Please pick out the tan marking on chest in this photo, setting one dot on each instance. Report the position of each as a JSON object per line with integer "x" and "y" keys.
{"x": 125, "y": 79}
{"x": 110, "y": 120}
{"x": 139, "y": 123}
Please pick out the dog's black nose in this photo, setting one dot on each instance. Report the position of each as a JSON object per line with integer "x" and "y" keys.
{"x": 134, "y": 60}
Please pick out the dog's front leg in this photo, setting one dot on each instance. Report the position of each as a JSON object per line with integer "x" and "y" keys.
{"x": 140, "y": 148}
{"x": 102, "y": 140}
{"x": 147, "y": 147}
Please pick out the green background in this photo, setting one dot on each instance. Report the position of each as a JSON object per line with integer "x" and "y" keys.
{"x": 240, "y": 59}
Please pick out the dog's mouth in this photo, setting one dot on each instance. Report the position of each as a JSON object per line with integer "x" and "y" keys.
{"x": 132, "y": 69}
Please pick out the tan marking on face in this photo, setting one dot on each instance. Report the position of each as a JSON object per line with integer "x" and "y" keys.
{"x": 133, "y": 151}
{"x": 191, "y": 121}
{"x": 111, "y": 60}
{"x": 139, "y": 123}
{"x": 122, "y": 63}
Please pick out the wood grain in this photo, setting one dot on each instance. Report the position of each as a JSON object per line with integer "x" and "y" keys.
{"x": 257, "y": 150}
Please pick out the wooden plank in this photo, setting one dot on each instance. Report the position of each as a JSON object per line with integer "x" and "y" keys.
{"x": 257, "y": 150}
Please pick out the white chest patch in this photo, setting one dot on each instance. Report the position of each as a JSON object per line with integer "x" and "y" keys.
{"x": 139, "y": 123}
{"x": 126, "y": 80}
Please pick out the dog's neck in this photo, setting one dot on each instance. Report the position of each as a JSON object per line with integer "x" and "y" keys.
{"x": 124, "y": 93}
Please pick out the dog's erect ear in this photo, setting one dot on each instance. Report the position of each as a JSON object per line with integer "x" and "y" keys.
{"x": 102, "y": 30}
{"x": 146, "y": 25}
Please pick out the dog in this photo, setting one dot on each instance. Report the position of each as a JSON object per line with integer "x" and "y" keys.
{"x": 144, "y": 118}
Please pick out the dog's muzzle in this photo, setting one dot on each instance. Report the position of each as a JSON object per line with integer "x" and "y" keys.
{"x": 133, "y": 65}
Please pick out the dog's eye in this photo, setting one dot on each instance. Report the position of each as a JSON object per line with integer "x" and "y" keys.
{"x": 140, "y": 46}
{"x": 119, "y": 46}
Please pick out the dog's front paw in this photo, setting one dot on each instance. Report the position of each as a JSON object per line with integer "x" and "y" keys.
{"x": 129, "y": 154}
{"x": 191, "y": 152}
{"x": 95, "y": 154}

----------------

• _PROBLEM REQUIREMENTS_
Find the line containing "Please pick out the dog's eye". Reproduce it exactly, along with every line after it through the last.

• _SOLUTION TO THIS EXERCISE_
Please pick out the dog's eye in this photo, setting one dot on each instance. Report the position of each as a JSON object per line with integer "x" and "y" keys.
{"x": 140, "y": 46}
{"x": 119, "y": 46}
Please pick out the dog's front paw in this photo, setting one dot on each instance. Report the position of each as a JSON object per line with integer "x" and "y" keys.
{"x": 129, "y": 154}
{"x": 191, "y": 152}
{"x": 95, "y": 154}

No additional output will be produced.